- [Data supplied]
┌──

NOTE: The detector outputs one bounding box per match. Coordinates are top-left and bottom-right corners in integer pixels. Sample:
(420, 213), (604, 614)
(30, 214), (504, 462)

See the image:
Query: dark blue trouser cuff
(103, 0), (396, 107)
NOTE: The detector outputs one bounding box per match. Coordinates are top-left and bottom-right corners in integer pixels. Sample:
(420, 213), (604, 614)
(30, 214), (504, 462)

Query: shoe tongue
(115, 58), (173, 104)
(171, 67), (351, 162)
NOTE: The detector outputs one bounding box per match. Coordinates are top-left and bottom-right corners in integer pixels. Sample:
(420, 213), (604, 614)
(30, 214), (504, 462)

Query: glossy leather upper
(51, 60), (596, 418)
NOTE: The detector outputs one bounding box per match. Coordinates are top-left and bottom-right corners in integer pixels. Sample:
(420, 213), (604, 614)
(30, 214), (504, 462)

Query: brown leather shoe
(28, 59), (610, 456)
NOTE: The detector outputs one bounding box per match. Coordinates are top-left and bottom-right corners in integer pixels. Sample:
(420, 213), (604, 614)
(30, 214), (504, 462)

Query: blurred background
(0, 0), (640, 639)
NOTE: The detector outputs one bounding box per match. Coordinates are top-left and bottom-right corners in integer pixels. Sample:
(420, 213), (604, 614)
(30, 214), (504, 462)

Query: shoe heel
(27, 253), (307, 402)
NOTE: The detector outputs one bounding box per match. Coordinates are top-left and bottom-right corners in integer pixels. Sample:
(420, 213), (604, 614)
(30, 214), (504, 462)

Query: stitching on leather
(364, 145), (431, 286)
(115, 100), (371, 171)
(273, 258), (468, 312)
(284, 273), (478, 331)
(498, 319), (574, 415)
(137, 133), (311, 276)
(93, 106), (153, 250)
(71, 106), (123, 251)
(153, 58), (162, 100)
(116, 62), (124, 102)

└──

- [To do] From the rows above, pick out each line that contains the string "leather" and copy it out.

- [The reply]
Query: glossy leather upper
Query: brown leather shoe
Query: stitching on leather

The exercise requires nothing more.